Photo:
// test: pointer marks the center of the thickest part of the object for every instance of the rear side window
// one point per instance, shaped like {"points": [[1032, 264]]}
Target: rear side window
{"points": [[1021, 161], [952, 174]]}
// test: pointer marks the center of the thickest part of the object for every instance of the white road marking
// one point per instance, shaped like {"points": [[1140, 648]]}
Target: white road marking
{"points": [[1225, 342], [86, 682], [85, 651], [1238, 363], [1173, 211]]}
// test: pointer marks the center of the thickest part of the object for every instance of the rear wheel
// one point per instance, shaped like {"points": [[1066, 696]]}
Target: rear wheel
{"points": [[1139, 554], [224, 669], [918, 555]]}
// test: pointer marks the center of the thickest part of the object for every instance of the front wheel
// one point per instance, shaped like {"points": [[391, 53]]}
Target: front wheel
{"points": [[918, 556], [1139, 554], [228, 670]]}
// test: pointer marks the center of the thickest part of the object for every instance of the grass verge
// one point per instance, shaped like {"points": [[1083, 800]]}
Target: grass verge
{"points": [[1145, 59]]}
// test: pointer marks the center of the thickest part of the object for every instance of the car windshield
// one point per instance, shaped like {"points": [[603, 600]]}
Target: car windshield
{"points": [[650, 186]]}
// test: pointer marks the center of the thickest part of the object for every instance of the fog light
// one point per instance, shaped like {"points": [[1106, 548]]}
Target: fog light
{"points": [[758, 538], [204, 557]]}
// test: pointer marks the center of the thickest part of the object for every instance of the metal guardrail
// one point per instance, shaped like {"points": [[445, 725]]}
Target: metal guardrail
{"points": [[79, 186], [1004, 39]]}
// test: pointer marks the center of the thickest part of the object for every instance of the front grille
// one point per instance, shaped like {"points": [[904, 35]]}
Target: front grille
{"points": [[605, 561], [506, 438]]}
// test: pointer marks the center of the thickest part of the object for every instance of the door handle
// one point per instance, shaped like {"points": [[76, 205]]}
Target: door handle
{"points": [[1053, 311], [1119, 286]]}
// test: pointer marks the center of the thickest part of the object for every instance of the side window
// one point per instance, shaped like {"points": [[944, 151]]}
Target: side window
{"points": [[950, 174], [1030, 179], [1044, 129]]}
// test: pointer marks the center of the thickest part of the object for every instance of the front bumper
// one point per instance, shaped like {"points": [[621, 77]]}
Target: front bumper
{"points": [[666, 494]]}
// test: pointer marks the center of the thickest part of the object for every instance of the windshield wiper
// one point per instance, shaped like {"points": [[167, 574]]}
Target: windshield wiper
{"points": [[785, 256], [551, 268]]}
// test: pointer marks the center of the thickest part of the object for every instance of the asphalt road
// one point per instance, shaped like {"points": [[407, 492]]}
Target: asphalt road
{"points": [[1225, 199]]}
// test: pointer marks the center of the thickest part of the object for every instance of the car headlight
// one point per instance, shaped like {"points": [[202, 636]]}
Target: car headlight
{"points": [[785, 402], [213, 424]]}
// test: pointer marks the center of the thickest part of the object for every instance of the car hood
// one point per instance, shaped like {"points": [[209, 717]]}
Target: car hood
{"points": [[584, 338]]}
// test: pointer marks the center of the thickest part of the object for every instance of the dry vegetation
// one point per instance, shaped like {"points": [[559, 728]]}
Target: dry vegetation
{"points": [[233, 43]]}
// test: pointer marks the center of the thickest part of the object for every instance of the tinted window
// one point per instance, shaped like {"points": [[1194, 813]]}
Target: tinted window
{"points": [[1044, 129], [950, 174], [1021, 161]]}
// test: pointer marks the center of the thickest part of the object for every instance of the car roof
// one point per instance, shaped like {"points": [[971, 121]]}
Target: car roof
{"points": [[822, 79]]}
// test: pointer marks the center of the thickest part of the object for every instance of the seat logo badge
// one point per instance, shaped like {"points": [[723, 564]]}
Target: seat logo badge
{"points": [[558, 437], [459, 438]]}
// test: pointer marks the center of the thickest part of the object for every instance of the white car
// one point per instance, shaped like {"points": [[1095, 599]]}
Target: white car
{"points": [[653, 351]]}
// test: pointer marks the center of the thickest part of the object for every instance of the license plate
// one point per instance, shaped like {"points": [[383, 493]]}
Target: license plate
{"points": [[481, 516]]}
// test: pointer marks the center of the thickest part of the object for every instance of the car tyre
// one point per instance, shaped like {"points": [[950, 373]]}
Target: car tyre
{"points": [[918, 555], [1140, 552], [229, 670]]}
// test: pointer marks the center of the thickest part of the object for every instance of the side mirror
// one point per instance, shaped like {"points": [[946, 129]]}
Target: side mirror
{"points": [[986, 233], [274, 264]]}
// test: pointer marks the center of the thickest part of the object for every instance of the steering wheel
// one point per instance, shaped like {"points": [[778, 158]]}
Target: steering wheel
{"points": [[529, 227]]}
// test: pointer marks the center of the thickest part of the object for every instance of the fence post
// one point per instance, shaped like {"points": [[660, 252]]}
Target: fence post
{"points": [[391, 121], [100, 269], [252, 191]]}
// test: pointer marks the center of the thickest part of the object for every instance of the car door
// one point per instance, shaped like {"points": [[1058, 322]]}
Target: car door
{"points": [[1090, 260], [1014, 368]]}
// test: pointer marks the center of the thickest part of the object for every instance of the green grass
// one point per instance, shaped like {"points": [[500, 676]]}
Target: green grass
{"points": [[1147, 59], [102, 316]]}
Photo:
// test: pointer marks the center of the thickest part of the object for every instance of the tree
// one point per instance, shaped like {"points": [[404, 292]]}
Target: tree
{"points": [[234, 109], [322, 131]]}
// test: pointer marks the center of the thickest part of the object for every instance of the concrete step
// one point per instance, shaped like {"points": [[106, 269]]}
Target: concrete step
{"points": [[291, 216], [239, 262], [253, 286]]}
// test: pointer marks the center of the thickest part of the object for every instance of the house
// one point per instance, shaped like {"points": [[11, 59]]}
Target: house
###
■ SHORT TASK: Could you copy the records word for word, beginning at the line that contains "the side mirror" and stopping only at the end of the records, with both of those lines included?

■ ANSWER TO THE EXERCISE:
// test: pointer marks the center of the thickest part of the object for every instance of the side mirror
// one point per instance, shaped like {"points": [[946, 129]]}
Target: side mirror
{"points": [[986, 233], [274, 264]]}
// test: pointer marks the center of the thickest part of the object for every instance of the steering wheel
// one point per instance, shaped like {"points": [[778, 158]]}
Target: steering wheel
{"points": [[529, 227]]}
// test: pointer marks the center of the thickest part of the object for every instance of the fence post
// one point per instance, shaped like {"points": [[660, 252]]}
Target: fence post
{"points": [[391, 121], [100, 269], [252, 191]]}
// test: pointer marks the center of the thickest part of the object for every instance of the car door
// one point per instance, shaped like {"points": [[1058, 322]]}
Target: car door
{"points": [[1090, 260], [1014, 368]]}
// test: pointer marks the center of the thickest part of the object for every instance of the green grass
// one point per instance, shaped like {"points": [[500, 676]]}
Target: green grass
{"points": [[1147, 59], [102, 316]]}
Photo:
// test: pointer marks the center of the thickest part of the object for every instance of the tree
// one point per instance, shaped like {"points": [[404, 292]]}
Target: tree
{"points": [[234, 109], [322, 131]]}
// test: pointer marks the center of the thickest part of the object for every instance of the concrete step
// one point per instance, shaped like {"points": [[106, 269]]}
Target: concrete step
{"points": [[291, 216], [239, 262], [253, 286]]}
// test: pointer marks the center of the thickest part of the object for every instance of the house
// one point per instance, shaped like {"points": [[11, 59]]}
Target: house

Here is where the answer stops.